◆ Penggalan Teks ◆
Tag Archives: Business Collaboration

Kolaborasi Korporasi dan Startup

Mengukur Untung Rugi Korporasi Kolaborasi Bisnis dengan Startup

Korporasi besar makin mawas diri dengan keberadaan startup. Sadar daripada berlomba-lomba untuk mengejar startup, namun tidak ingin terlena dengan terjangan inovasi yang dihadirkan pemain startup, kini sudah eranya melakukan kolaborasi bisnis.

Founder & CEO DailySocial Rama Mamuaya mengatakan bahwa sebetulnya korporasi harus berpikir seperti startup. Namun dengan segala keterbatasan, korporasi tidak bisa langsung bekerja seperti startup. Justru yang perlu didorong terletak di sisi kolaborasi antara keduanya.

◆ Petunjuk 1 ◆
Ubahlah bagian teks tentang kolaborasi korporasi dan startup di antara "Tag Archives: Business" dan "kolaborasi antara keduanya.", kedua bagian itu ikut disertakan, dengan mengganti "keterbatasan" menjadi "kendala".
◆ Petunjuk 2 ◆
Tentukan baris daftar di bawah yang memuat kata "metal", lalu salin setiap baris tersebut. Perbedaan huruf besar dan kecil diperhitungkan.

◆ Bahan yang Disediakan ◆
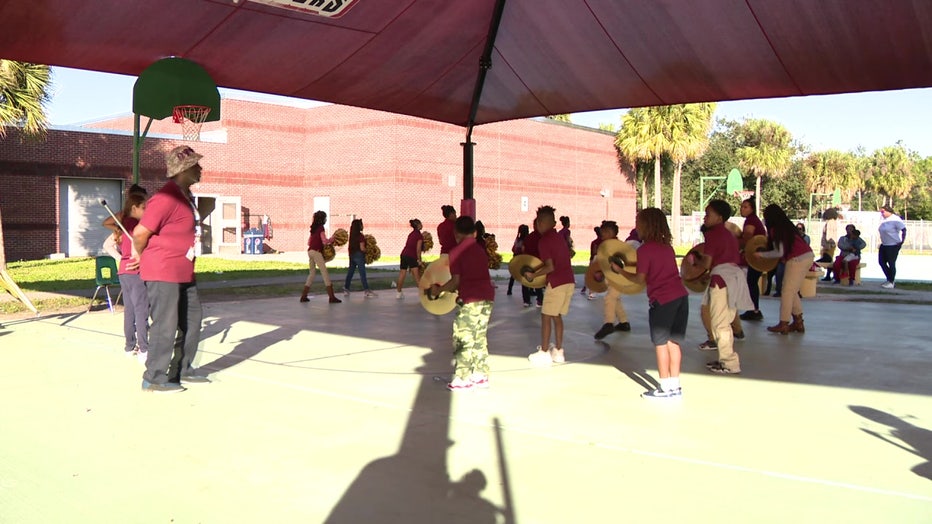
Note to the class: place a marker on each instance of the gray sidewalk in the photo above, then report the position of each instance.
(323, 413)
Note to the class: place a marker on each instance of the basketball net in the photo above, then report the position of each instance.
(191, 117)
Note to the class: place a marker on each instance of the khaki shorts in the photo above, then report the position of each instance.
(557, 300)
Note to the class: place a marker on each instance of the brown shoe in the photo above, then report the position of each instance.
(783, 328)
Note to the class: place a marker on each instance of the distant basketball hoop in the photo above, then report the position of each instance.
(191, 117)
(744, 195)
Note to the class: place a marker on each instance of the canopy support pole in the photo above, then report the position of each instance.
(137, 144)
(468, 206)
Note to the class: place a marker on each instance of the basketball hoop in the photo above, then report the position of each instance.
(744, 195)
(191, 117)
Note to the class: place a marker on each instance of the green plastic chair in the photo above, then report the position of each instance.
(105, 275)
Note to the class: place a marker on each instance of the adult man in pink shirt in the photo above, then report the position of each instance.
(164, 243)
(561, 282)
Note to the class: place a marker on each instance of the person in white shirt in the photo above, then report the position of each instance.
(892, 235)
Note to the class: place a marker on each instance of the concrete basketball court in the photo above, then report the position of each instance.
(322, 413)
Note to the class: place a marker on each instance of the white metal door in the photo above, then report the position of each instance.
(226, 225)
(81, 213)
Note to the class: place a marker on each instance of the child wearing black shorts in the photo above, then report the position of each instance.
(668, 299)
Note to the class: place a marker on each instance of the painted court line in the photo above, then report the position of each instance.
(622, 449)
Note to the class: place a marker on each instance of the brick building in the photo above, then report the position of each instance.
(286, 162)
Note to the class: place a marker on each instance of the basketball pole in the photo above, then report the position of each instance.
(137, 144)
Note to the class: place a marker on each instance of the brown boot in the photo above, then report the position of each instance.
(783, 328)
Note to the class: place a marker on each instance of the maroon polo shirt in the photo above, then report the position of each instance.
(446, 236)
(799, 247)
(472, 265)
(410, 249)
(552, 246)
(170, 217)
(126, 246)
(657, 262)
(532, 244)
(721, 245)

---

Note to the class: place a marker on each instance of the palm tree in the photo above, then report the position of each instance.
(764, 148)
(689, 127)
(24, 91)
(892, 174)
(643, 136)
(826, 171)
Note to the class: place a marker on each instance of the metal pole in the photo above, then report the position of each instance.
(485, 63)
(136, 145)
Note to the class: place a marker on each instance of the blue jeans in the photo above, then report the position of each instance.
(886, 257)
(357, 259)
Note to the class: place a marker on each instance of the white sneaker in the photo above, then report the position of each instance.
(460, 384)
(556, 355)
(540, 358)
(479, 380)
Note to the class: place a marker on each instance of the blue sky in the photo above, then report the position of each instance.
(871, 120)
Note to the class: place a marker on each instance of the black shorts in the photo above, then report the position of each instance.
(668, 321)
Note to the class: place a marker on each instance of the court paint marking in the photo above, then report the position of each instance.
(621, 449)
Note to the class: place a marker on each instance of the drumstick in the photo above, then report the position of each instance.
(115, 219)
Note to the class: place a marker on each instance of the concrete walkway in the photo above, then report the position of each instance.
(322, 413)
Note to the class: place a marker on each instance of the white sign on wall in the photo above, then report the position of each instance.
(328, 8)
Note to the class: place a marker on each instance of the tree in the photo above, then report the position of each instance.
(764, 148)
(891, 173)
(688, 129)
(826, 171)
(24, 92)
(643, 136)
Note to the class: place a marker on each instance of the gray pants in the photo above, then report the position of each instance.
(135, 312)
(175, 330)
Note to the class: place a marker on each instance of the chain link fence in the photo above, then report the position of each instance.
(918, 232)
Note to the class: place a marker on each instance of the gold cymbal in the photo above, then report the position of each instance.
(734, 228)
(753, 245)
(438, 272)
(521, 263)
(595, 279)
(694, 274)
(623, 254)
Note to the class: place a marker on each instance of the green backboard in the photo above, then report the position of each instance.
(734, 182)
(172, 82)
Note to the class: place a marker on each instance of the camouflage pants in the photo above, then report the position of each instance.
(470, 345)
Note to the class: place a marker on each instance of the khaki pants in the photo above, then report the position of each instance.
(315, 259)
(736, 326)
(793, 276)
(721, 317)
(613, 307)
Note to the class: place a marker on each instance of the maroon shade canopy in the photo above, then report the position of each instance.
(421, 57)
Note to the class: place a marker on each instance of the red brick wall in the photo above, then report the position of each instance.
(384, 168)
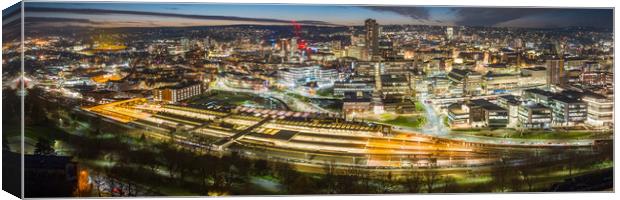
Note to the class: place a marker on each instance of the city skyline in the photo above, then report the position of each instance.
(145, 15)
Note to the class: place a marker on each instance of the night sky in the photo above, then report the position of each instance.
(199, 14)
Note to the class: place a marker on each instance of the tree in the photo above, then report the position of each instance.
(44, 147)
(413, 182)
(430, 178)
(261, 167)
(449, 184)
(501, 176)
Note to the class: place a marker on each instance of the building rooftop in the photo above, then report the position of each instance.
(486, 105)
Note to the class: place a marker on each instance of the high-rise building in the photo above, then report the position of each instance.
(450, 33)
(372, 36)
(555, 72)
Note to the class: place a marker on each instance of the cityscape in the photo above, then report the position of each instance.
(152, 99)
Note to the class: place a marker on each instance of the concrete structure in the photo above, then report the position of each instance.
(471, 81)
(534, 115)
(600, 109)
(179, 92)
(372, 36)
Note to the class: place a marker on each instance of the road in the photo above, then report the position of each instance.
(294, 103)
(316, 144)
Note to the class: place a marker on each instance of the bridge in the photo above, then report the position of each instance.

◆ Jawaban Tertulis 1 ◆
Tag Archives: Business Collaboration

Kolaborasi Korporasi dan Startup

Mengukur Untung Rugi Korporasi Kolaborasi Bisnis dengan Startup

Korporasi besar makin mawas diri dengan keberadaan startup. Sadar daripada berlomba-lomba untuk mengejar startup, namun tidak ingin terlena dengan terjangan inovasi yang dihadirkan pemain startup, kini sudah eranya melakukan kolaborasi bisnis.

Founder & CEO DailySocial Rama Mamuaya mengatakan bahwa sebetulnya korporasi harus berpikir seperti startup. Namun dengan segala kendala, korporasi tidak bisa langsung bekerja seperti startup. Justru yang perlu didorong terletak di sisi kolaborasi antara keduanya.

◆ Jawaban Tertulis 2 ◆
Note to the class: place a marker on each instance of the white metal door in the photo above, then report the position of each instance.
Note to the class: place a marker on each instance of the metal pole in the photo above, then report the position of each instance.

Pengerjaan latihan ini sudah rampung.